Top of RECORDS PROVIDED

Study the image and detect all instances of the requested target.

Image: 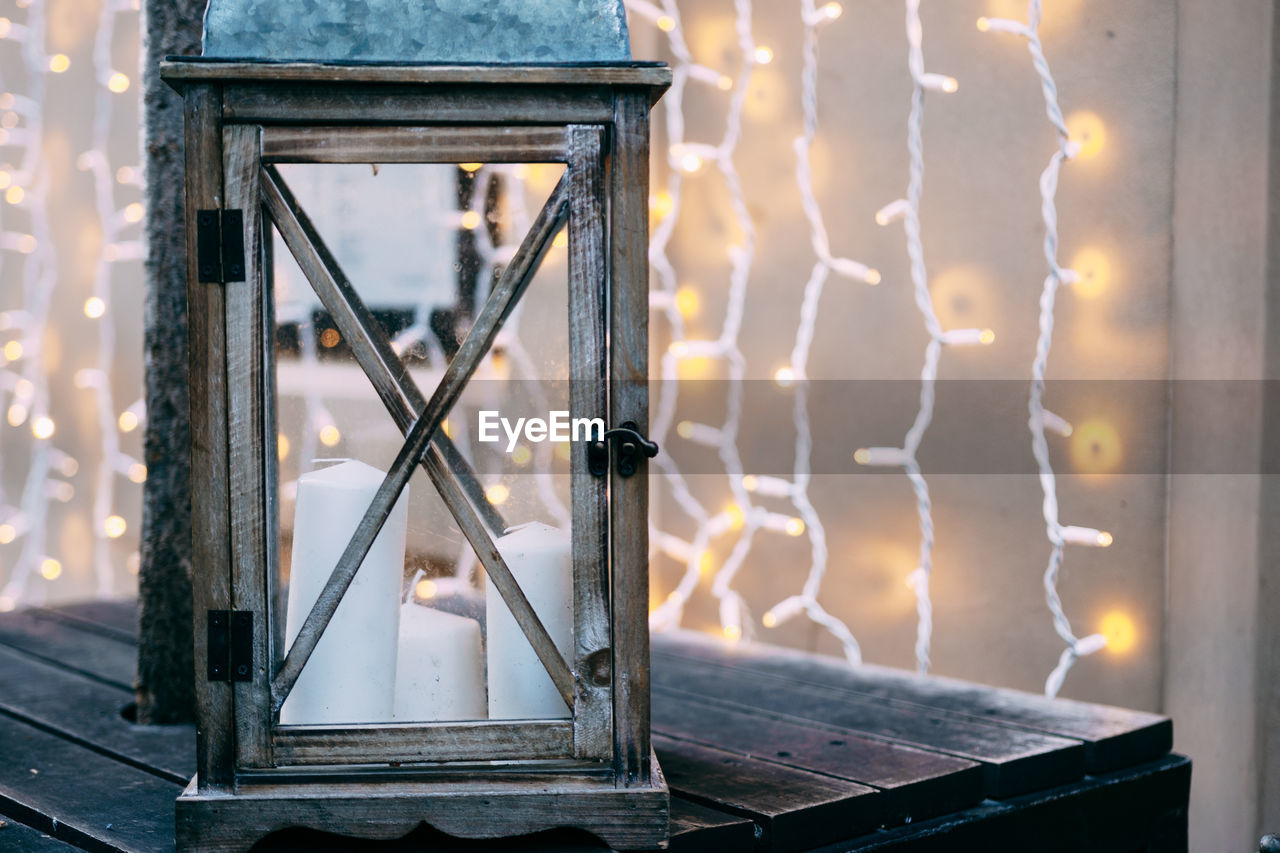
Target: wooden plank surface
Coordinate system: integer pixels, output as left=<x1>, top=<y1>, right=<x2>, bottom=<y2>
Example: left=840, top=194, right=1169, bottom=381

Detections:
left=0, top=713, right=183, bottom=852
left=667, top=798, right=755, bottom=853
left=0, top=817, right=83, bottom=851
left=654, top=688, right=984, bottom=824
left=262, top=125, right=570, bottom=164
left=0, top=609, right=135, bottom=690
left=655, top=631, right=1170, bottom=774
left=654, top=735, right=882, bottom=853
left=33, top=602, right=137, bottom=642
left=652, top=641, right=1085, bottom=798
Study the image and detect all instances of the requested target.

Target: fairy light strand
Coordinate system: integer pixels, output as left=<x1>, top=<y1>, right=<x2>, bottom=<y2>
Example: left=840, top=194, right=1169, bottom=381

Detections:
left=978, top=0, right=1111, bottom=697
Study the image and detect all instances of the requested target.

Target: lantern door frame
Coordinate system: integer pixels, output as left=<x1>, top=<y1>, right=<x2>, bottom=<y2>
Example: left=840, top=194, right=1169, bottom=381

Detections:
left=163, top=60, right=670, bottom=852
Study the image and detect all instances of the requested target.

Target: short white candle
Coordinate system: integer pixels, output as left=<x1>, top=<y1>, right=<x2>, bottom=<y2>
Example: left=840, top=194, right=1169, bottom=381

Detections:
left=281, top=459, right=408, bottom=725
left=486, top=522, right=574, bottom=720
left=393, top=601, right=487, bottom=722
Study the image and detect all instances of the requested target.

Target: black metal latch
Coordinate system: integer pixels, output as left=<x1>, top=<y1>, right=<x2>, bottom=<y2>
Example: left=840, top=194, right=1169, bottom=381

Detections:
left=587, top=422, right=659, bottom=478
left=207, top=609, right=254, bottom=683
left=196, top=208, right=245, bottom=284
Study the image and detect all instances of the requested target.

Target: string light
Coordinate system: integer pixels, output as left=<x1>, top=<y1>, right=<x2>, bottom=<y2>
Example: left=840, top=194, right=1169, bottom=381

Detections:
left=979, top=0, right=1111, bottom=697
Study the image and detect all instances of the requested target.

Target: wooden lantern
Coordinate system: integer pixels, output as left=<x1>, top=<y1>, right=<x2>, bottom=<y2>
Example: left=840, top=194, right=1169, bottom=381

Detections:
left=161, top=3, right=670, bottom=850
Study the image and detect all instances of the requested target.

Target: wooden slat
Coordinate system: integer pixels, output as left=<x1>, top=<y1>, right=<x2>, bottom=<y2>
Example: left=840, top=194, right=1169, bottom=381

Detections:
left=0, top=713, right=183, bottom=853
left=223, top=84, right=616, bottom=126
left=34, top=601, right=136, bottom=641
left=0, top=610, right=135, bottom=690
left=566, top=124, right=611, bottom=760
left=0, top=644, right=193, bottom=784
left=652, top=653, right=1084, bottom=799
left=668, top=797, right=756, bottom=853
left=269, top=170, right=575, bottom=713
left=223, top=122, right=274, bottom=769
left=161, top=60, right=672, bottom=88
left=654, top=632, right=1170, bottom=774
left=274, top=720, right=572, bottom=766
left=609, top=88, right=654, bottom=787
left=655, top=734, right=882, bottom=853
left=183, top=82, right=235, bottom=790
left=262, top=125, right=569, bottom=163
left=258, top=163, right=503, bottom=534
left=0, top=817, right=83, bottom=851
left=654, top=687, right=984, bottom=825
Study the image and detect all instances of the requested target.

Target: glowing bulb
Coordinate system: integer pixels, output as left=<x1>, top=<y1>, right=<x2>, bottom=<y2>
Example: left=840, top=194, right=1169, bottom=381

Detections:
left=0, top=524, right=14, bottom=544
left=318, top=425, right=341, bottom=446
left=742, top=475, right=759, bottom=492
left=415, top=578, right=438, bottom=599
left=675, top=286, right=700, bottom=317
left=1069, top=247, right=1111, bottom=298
left=40, top=558, right=62, bottom=580
left=649, top=190, right=673, bottom=220
left=677, top=421, right=694, bottom=439
left=107, top=72, right=130, bottom=93
left=1096, top=531, right=1114, bottom=547
left=656, top=15, right=675, bottom=32
left=104, top=515, right=127, bottom=538
left=486, top=483, right=510, bottom=505
left=48, top=54, right=70, bottom=73
left=1070, top=419, right=1122, bottom=474
left=699, top=551, right=714, bottom=578
left=7, top=404, right=27, bottom=426
left=3, top=340, right=21, bottom=361
left=277, top=433, right=290, bottom=460
left=976, top=16, right=991, bottom=31
left=552, top=230, right=568, bottom=248
left=754, top=46, right=773, bottom=64
left=5, top=185, right=23, bottom=205
left=865, top=269, right=882, bottom=285
left=118, top=410, right=139, bottom=432
left=128, top=463, right=147, bottom=483
left=725, top=503, right=745, bottom=531
left=821, top=2, right=842, bottom=20
left=761, top=611, right=778, bottom=628
left=460, top=210, right=482, bottom=230
left=1066, top=110, right=1106, bottom=160
left=84, top=297, right=106, bottom=318
left=115, top=166, right=135, bottom=184
left=319, top=328, right=341, bottom=348
left=459, top=162, right=483, bottom=172
left=0, top=170, right=10, bottom=189
left=723, top=624, right=742, bottom=642
left=979, top=328, right=996, bottom=345
left=785, top=518, right=805, bottom=537
left=717, top=75, right=733, bottom=91
left=853, top=448, right=871, bottom=465
left=124, top=202, right=144, bottom=223
left=32, top=416, right=54, bottom=439
left=679, top=153, right=702, bottom=174
left=1099, top=610, right=1135, bottom=653
left=0, top=19, right=9, bottom=38
left=774, top=367, right=795, bottom=388
left=941, top=77, right=959, bottom=93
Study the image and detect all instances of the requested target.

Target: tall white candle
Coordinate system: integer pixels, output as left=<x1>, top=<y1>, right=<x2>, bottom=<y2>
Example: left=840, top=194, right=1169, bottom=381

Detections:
left=281, top=459, right=408, bottom=725
left=486, top=522, right=574, bottom=720
left=393, top=601, right=487, bottom=722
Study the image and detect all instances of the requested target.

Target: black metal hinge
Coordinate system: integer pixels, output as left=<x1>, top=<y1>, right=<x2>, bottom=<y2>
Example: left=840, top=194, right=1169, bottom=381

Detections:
left=207, top=609, right=254, bottom=682
left=196, top=208, right=245, bottom=284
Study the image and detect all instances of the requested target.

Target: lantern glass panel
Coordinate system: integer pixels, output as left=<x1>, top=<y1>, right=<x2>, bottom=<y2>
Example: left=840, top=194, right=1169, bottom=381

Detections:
left=268, top=162, right=586, bottom=732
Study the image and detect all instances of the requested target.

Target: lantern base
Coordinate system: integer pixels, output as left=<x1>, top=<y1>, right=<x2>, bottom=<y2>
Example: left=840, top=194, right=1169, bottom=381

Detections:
left=174, top=752, right=669, bottom=851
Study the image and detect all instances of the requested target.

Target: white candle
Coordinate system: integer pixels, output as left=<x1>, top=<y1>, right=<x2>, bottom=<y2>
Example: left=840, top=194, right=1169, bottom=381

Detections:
left=281, top=459, right=408, bottom=725
left=393, top=602, right=487, bottom=722
left=486, top=522, right=574, bottom=720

Bottom of RECORDS PROVIDED

**HOW TO COMPLETE THIS TASK**.
Please restate the data word for word, leaving out any picture it holds.

**RESULT**.
Study the image and detect all instances of the requested target.

Image: 
Target: wooden plank surface
Coordinate system: integer pixels, output as left=<x1>, top=<y1>, right=<x2>, bottom=<y2>
Example: left=840, top=194, right=1169, bottom=381

Detections:
left=0, top=713, right=183, bottom=852
left=667, top=798, right=755, bottom=853
left=0, top=817, right=83, bottom=851
left=654, top=688, right=984, bottom=824
left=262, top=125, right=570, bottom=164
left=0, top=609, right=135, bottom=690
left=655, top=631, right=1170, bottom=774
left=654, top=735, right=882, bottom=853
left=33, top=602, right=137, bottom=642
left=652, top=641, right=1085, bottom=798
Study the image and detect all instances of the requested target.

Target: fairy light strand
Coordinate system: integer pixels, output as left=<x1>, top=<y1>, right=<x2>, bottom=<y2>
Example: left=840, top=194, right=1169, bottom=381

Detections:
left=978, top=0, right=1111, bottom=697
Study the image and detect all instances of the requested target.

Target: lantern door frame
Coordinate system: integer pixels, output as left=<x1>, top=<y1>, right=<x2>, bottom=<y2>
Example: left=840, top=194, right=1169, bottom=381

Detections:
left=163, top=60, right=670, bottom=852
Study the image and detect all instances of the requested target.

Target: short white candle
Coordinate system: integer pixels, output as left=<x1>, top=<y1>, right=<x2>, bottom=<y2>
Example: left=840, top=194, right=1169, bottom=381

Detections:
left=281, top=459, right=408, bottom=725
left=486, top=522, right=574, bottom=720
left=393, top=601, right=487, bottom=722
Study the image and detect all instances of the requested target.

Target: black metal latch
Coordinate system: integer pixels, output as left=<x1>, top=<y1>, right=<x2>, bottom=<y2>
Example: left=840, top=194, right=1169, bottom=381

Detections:
left=587, top=422, right=659, bottom=478
left=207, top=609, right=254, bottom=683
left=196, top=208, right=245, bottom=284
Study the image and detect all instances of the requested target.

Target: string light
Coordinate system: integer pixels, output as left=<x1>, top=<y1>, right=<x2>, bottom=<y2>
Example: left=840, top=194, right=1169, bottom=381

Detections:
left=979, top=0, right=1111, bottom=697
Study the image and detect all instances of the requested target.

Target: wooden lantern
Coordinate system: integer pixels, output as left=<x1>, top=<y1>, right=<x2>, bottom=<y2>
Example: left=840, top=194, right=1169, bottom=381

Detections:
left=161, top=3, right=670, bottom=850
Study the image and detect all instances of the requested target.

Target: wooden slat
Coordinate system: integer pixels, output as left=<x1>, top=<y1>, right=<x2>, bottom=<y2>
Example: left=840, top=194, right=1169, bottom=381

Detections:
left=0, top=713, right=183, bottom=853
left=223, top=84, right=616, bottom=126
left=34, top=601, right=136, bottom=641
left=0, top=610, right=135, bottom=690
left=566, top=124, right=611, bottom=760
left=0, top=644, right=193, bottom=784
left=652, top=653, right=1084, bottom=799
left=668, top=797, right=756, bottom=853
left=269, top=170, right=575, bottom=713
left=223, top=122, right=274, bottom=769
left=161, top=60, right=672, bottom=88
left=654, top=632, right=1170, bottom=774
left=274, top=720, right=572, bottom=766
left=609, top=88, right=654, bottom=787
left=655, top=734, right=882, bottom=853
left=183, top=82, right=235, bottom=790
left=262, top=125, right=569, bottom=163
left=258, top=163, right=503, bottom=534
left=0, top=817, right=83, bottom=851
left=654, top=687, right=984, bottom=825
Study the image and detect all instances of the requested target.

Target: glowing bulb
Coordinate system: integer pixels, output as left=<x1>, top=<y1>, right=<x2>, bottom=<y2>
Example: left=840, top=194, right=1169, bottom=381

Detections:
left=0, top=524, right=14, bottom=544
left=318, top=425, right=341, bottom=446
left=742, top=475, right=759, bottom=492
left=415, top=578, right=438, bottom=599
left=675, top=286, right=700, bottom=317
left=1069, top=247, right=1111, bottom=298
left=40, top=558, right=62, bottom=580
left=649, top=190, right=673, bottom=220
left=677, top=421, right=694, bottom=439
left=107, top=72, right=130, bottom=93
left=1096, top=531, right=1114, bottom=547
left=656, top=15, right=675, bottom=32
left=104, top=515, right=127, bottom=538
left=486, top=483, right=510, bottom=505
left=48, top=54, right=70, bottom=73
left=1070, top=419, right=1122, bottom=474
left=699, top=551, right=714, bottom=578
left=7, top=404, right=27, bottom=426
left=3, top=340, right=21, bottom=361
left=277, top=433, right=290, bottom=460
left=976, top=16, right=991, bottom=31
left=552, top=230, right=568, bottom=248
left=754, top=46, right=773, bottom=64
left=5, top=185, right=23, bottom=205
left=865, top=269, right=882, bottom=285
left=118, top=410, right=139, bottom=432
left=128, top=463, right=147, bottom=483
left=725, top=503, right=745, bottom=531
left=821, top=2, right=842, bottom=20
left=761, top=611, right=778, bottom=628
left=460, top=210, right=482, bottom=230
left=1066, top=110, right=1106, bottom=160
left=84, top=297, right=106, bottom=318
left=115, top=166, right=135, bottom=184
left=319, top=328, right=341, bottom=348
left=459, top=162, right=483, bottom=172
left=0, top=170, right=10, bottom=189
left=723, top=624, right=742, bottom=642
left=979, top=328, right=996, bottom=345
left=785, top=518, right=805, bottom=537
left=717, top=75, right=733, bottom=91
left=853, top=448, right=871, bottom=465
left=124, top=202, right=144, bottom=223
left=32, top=416, right=54, bottom=439
left=679, top=153, right=702, bottom=174
left=1099, top=610, right=1135, bottom=653
left=0, top=19, right=9, bottom=38
left=774, top=367, right=795, bottom=388
left=941, top=77, right=959, bottom=93
Study the image and detect all instances of the requested target.

Target: tall white candle
Coordinate system: integer pixels, output as left=<x1>, top=<y1>, right=<x2>, bottom=<y2>
Example: left=840, top=194, right=1169, bottom=381

Detections:
left=281, top=459, right=408, bottom=725
left=486, top=522, right=574, bottom=720
left=393, top=601, right=487, bottom=722
Study the image and detect all instances of the requested target.

Target: black metal hinge
Coordinate system: integer pixels, output as left=<x1>, top=<y1>, right=<x2>, bottom=<y2>
Example: left=840, top=194, right=1169, bottom=381

Detections:
left=207, top=609, right=254, bottom=682
left=196, top=208, right=245, bottom=284
Study the image and detect all instances of the requested target.

Target: lantern glass panel
Coordinate system: integer pixels, output as left=<x1>, top=<y1>, right=<x2>, bottom=<y2>
Example: left=840, top=194, right=1169, bottom=381

Detections:
left=268, top=162, right=586, bottom=732
Study the image and detect all instances of the requested target.

Target: lantern base
Coordinate system: integer pixels, output as left=<x1>, top=<y1>, right=<x2>, bottom=<y2>
Example: left=840, top=194, right=1169, bottom=381

Detections:
left=174, top=752, right=669, bottom=851
Study the image and detect all instances of the requested target.

Target: white candle
Coordinate system: integer pixels, output as left=<x1>, top=<y1>, right=<x2>, bottom=<y2>
Example: left=840, top=194, right=1169, bottom=381

Detections:
left=281, top=459, right=408, bottom=725
left=393, top=602, right=487, bottom=722
left=486, top=522, right=574, bottom=720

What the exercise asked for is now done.